Stored dataset items
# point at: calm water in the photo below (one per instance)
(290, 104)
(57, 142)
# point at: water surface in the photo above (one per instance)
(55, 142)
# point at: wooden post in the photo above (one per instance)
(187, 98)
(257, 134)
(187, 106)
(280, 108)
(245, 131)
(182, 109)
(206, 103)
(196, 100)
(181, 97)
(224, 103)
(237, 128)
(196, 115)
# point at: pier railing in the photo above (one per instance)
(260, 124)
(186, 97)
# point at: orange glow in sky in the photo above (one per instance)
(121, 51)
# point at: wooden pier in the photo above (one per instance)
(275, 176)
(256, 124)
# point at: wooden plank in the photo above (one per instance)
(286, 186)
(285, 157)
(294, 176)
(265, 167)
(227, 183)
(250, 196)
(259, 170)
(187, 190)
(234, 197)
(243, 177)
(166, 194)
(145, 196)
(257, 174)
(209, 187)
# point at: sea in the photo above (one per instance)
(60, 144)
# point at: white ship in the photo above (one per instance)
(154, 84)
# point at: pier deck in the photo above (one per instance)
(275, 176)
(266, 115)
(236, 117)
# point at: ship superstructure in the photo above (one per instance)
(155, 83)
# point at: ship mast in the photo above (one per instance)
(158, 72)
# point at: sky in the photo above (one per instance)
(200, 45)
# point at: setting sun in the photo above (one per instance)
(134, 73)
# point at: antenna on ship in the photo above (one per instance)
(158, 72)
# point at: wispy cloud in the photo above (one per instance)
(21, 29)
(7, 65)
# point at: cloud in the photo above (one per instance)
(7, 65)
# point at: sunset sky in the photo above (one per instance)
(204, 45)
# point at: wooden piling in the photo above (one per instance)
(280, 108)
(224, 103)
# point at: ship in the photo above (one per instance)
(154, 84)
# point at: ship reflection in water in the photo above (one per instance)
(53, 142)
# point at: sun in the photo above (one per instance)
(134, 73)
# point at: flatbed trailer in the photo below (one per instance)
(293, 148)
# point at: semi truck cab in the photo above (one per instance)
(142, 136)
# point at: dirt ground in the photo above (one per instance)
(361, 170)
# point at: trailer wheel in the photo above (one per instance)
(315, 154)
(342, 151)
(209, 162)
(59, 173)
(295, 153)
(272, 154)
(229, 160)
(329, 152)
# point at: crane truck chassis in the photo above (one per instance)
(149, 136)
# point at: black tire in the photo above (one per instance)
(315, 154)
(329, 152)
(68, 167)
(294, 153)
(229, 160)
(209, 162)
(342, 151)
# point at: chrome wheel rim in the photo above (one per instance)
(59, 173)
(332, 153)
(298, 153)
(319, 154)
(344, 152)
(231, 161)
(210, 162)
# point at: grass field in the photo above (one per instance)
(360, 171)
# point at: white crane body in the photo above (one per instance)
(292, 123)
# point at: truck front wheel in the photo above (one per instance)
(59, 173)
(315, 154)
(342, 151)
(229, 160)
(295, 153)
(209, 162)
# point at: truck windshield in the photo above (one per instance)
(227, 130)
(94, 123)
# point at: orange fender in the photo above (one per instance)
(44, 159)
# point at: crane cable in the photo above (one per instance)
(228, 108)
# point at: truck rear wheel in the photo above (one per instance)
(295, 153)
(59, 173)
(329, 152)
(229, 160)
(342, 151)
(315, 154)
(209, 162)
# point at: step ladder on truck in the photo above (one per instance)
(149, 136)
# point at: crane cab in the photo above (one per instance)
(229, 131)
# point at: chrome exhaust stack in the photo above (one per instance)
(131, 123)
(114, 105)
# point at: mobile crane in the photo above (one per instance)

Problem to solve ->
Set down the material above again, word for word.

Solved problem ->
# point at: calm water in the photo below (one per instance)
(290, 104)
(57, 142)
# point at: water surface in the photo above (one per instance)
(55, 142)
# point at: wooden post in the photo above (one per instance)
(187, 98)
(257, 134)
(187, 106)
(280, 108)
(245, 131)
(182, 109)
(206, 103)
(196, 100)
(181, 97)
(224, 103)
(237, 128)
(196, 115)
# point at: pier railing in the photo above (one per instance)
(260, 124)
(186, 97)
# point at: orange glow in sky in the photo above (one per instance)
(121, 51)
# point at: wooden pier in the photo above (one per instance)
(275, 176)
(256, 124)
# point at: wooden plank in the photo above (one per instance)
(286, 186)
(285, 157)
(294, 176)
(265, 167)
(227, 183)
(250, 196)
(259, 170)
(187, 190)
(234, 197)
(243, 177)
(166, 194)
(145, 196)
(257, 174)
(209, 187)
# point at: sea in the photo above (one per instance)
(60, 144)
# point at: white ship in the photo above (one per instance)
(154, 84)
# point at: pier deck in the photo above (one per instance)
(275, 176)
(266, 115)
(236, 117)
# point at: ship superstructure in the photo above (one per instance)
(155, 83)
# point at: ship mast in the photo above (one per instance)
(158, 72)
# point at: sky in the photo above (one per instance)
(200, 45)
# point at: setting sun in the photo above (one per instance)
(134, 73)
# point at: antenna on ship in the photo above (one per instance)
(158, 72)
# point at: wispy cloud in the photo above (one per instance)
(21, 29)
(7, 65)
# point at: cloud in the photo above (one per instance)
(7, 65)
# point at: sunset sky in the photo above (one per instance)
(204, 45)
# point at: wooden piling in the photo above (one per instance)
(280, 108)
(224, 103)
# point at: ship in the photo above (one per instance)
(154, 84)
# point at: ship reflection in water in the photo above (one per instance)
(53, 142)
# point at: sun in the photo above (one per instance)
(134, 73)
# point at: flatbed trailer in the photo below (one per instance)
(293, 148)
# point at: semi truck cab in the photo above (one per instance)
(142, 136)
# point at: dirt ground in the photo above (one per instance)
(361, 170)
# point at: trailer wheel in the photo above (one per instance)
(315, 154)
(342, 151)
(209, 162)
(59, 173)
(295, 153)
(272, 154)
(229, 160)
(329, 152)
# point at: crane truck chassis in the photo above (one per instance)
(149, 136)
# point at: black tire in the photo above (one per instance)
(315, 154)
(329, 152)
(68, 167)
(294, 153)
(229, 160)
(209, 162)
(342, 151)
# point at: chrome wheel rim in the photo above (one per instance)
(59, 173)
(332, 153)
(298, 153)
(319, 154)
(344, 152)
(231, 161)
(210, 162)
# point at: grass field in the photo above (one per instance)
(360, 171)
# point at: white crane body in the photo above (one per instance)
(292, 123)
# point at: truck front wheel in the photo above (one per instance)
(59, 173)
(315, 154)
(342, 151)
(229, 160)
(295, 153)
(209, 162)
# point at: truck windshield in the photo above (one per instance)
(227, 130)
(94, 123)
# point at: orange fender in the photo above (one per instance)
(44, 159)
# point at: crane cable in the photo above (one per instance)
(228, 108)
# point at: truck rear wheel in the photo above (one per instance)
(295, 153)
(59, 173)
(329, 152)
(229, 160)
(342, 151)
(315, 154)
(209, 162)
# point at: step ladder on truck in the photo above (one per instance)
(149, 136)
# point at: crane cab in the photo above (one per instance)
(229, 131)
# point at: chrome exhaust stack in the photo above (one per instance)
(131, 123)
(114, 105)
# point at: mobile crane in the photo above (one per instance)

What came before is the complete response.